Your task » In the passage below on Alary's HIV research, copy out the text word for word from "Alary has also" to "preventing the infection.".

Text passage »
Segment Open

In early 2000s, Alary conducted a research in Benin, about the management of sexually transmitted diseases and HIV prevention in men at high risk. He studied the level of effectiveness of outreach methodology used in contacting sexual partners of FSWs in order to prevent HIV or STDs. His research contributed in convincing the global HIV community about the importance of HIV prevention programming in the sex work environment for maximum impact on the overall HIV epidemic.

Alary has also been involved in the search for new HIV prevention methods under women's control. He conducted placebo-controlled trials of an HIV entry inhibitor that was formulated as vaginal gel. After studying the experiment results and the primary and secondary end points, it was found that the use of cellulose sulfate increased the risk of HIV acquisition instead of preventing the infection.

Alary conducted a prospective observational demonstration study regarding HIV prevention among FSWs in Benin. His study provided the required data about the key indicators such as uptake, retention and adherence, in context of early antiretroviral therapy and the pre-exposure prophylaxis (PrEP). The research outcomes indicated that early antiretroviral therapy was a better suited intervention in terms of retention and adherence indicators.

===Research regarding Avahan===
From 2004 until 2014, Alary was appointed as the principal investigator for the evaluation of Avahan; a project regarding the in depth study of nature and heterogeneity of HIV transmission in India. He conducted a systemic review and meta-analysis of the observational studies regarding the transmission risk of HIV-1 during heterosexual contact. According to Alary, there is a greater need to study of various differences and to quantify the infectivity in low-income countries. During his appointment for Avahan, Alary developed a new approach for the impact evaluation of HIV prevention programs outside the context of randomized trials. His proposed approach combined serial observational data and mathematical modelling along with the use of tailor-made transmission dynamics models and Bayesian framework. He explained the various components of the presented framework along with the pros and cons associated with it.

== Awards and honors ==
- 2008 – Mark Wainberg Lecturer Award, Canadian Association for HIV Research
- 2014 – Diamond Award for clinical research, CHU de Québec
- 2015 – Researcher Emeritus Award, Réseau de recherche en santé des populations du Québec
- 2016 – Nominated Fellow of Canadian Academy of Health Sciences.
- 2017 – Vic Neufeld Mentorship Award in Global Health Research, Canadian Coalition of Global Health Research
- 2019 – Trailblazer Award in Population and Public Health Research, Canadian Institutes of Health Research
- 2020 – Graduate emeritus award, Fondation de l'Université Laval

== Selected articles ==
- Laga M, Alary M, Nzila N, Manoka AT, Tuliza M, Behets F, Goeman J, St Louis M, Piot P. Condom promotion, sexually transmitted diseases treatment, and declining incidence of HIV-1 infection in female Zairian sex workers. Lancet 1994; 344:246–248.

Segment Closed

Information shown »

Segment Open

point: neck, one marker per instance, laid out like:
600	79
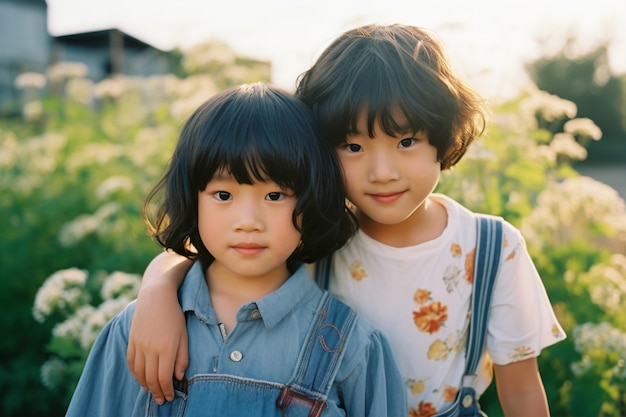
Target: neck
229	291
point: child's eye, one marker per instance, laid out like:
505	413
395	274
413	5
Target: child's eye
275	196
353	147
405	143
222	195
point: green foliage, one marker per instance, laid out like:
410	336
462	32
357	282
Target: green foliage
74	171
75	167
600	95
575	229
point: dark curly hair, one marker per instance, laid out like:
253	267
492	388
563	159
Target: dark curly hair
382	69
255	132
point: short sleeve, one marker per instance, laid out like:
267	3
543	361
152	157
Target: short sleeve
374	386
106	386
521	321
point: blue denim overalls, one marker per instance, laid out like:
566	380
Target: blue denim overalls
304	396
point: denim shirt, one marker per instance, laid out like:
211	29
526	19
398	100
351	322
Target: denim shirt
263	346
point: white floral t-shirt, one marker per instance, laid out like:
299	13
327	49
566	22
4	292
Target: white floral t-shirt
419	297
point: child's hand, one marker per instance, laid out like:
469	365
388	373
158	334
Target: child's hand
156	353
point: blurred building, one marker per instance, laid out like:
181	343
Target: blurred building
27	46
108	52
25	43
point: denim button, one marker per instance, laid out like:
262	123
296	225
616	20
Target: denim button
236	356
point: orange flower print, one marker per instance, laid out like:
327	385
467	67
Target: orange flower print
455	250
424	409
417	387
449	393
511	256
357	271
421	296
521	352
438	351
469	266
431	317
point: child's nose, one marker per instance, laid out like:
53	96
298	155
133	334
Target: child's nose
248	217
382	168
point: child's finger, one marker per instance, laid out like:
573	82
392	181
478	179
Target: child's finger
182	358
166	383
152	379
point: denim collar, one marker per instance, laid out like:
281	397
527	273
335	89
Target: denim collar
300	287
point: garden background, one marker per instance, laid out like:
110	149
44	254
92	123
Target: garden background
77	159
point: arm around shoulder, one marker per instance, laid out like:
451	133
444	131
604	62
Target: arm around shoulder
375	386
156	353
106	386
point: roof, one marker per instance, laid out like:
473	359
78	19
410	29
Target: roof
101	38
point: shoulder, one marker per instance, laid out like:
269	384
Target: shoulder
119	325
365	344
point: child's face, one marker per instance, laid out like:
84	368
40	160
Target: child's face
247	228
388	178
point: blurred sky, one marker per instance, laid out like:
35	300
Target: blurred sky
487	40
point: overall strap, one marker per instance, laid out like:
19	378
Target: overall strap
320	356
322	271
487	261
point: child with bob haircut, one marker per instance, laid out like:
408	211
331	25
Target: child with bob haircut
251	193
387	100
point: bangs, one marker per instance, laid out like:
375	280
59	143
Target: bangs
373	87
252	138
249	157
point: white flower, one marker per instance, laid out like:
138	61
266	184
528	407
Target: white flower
61	292
565	144
80	90
30	80
583	127
32	110
120	284
113	184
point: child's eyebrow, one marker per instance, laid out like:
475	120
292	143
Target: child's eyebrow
221	176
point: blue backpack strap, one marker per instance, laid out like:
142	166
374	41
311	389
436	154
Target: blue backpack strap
320	357
487	262
322	272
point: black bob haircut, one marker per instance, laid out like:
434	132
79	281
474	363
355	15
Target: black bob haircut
378	70
255	132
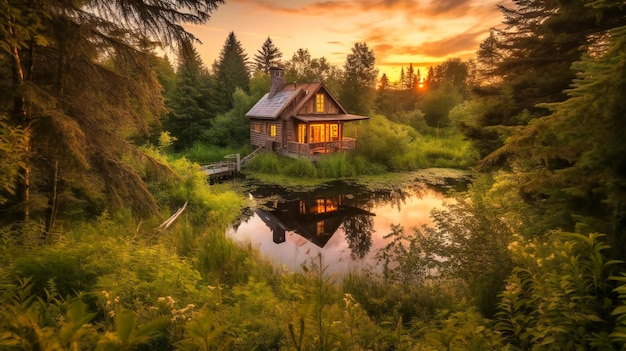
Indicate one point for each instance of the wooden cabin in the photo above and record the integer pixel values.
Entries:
(299, 119)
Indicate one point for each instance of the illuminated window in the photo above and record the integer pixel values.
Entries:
(319, 102)
(320, 228)
(334, 131)
(302, 133)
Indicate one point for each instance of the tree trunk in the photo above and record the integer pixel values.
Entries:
(19, 115)
(52, 201)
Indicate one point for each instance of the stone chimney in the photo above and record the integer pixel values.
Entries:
(277, 75)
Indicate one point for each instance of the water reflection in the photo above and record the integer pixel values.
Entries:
(316, 217)
(343, 222)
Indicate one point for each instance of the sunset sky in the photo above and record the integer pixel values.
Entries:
(422, 32)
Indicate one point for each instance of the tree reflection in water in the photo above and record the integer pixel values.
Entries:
(358, 231)
(290, 227)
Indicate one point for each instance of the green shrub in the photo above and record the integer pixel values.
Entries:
(336, 166)
(301, 168)
(265, 162)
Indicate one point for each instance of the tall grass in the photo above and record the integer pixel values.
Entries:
(205, 153)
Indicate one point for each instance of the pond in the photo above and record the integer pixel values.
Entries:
(343, 222)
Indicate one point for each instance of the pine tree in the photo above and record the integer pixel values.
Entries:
(268, 56)
(359, 82)
(231, 71)
(384, 82)
(83, 85)
(192, 103)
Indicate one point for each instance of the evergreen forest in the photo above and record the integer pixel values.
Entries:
(112, 238)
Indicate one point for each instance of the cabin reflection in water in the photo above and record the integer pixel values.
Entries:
(314, 219)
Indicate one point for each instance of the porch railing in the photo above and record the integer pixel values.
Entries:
(321, 148)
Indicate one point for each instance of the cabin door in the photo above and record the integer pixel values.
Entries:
(318, 134)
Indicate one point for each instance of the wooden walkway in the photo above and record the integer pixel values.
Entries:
(227, 169)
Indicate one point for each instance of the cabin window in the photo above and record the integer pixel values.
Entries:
(320, 228)
(301, 133)
(334, 131)
(319, 102)
(317, 134)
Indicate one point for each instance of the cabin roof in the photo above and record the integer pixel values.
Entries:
(271, 108)
(324, 118)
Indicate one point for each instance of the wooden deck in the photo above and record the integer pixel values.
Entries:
(219, 170)
(227, 169)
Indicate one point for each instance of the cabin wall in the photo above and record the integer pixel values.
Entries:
(261, 133)
(330, 107)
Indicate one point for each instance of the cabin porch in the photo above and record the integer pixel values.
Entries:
(319, 148)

Segment Closed

Answer section »
Alary has also been involved in the search for new HIV prevention methods under women's control. He conducted placebo-controlled trials of an HIV entry inhibitor that was formulated as vaginal gel. After studying the experiment results and the primary and secondary end points, it was found that the use of cellulose sulfate increased the risk of HIV acquisition instead of preventing the infection.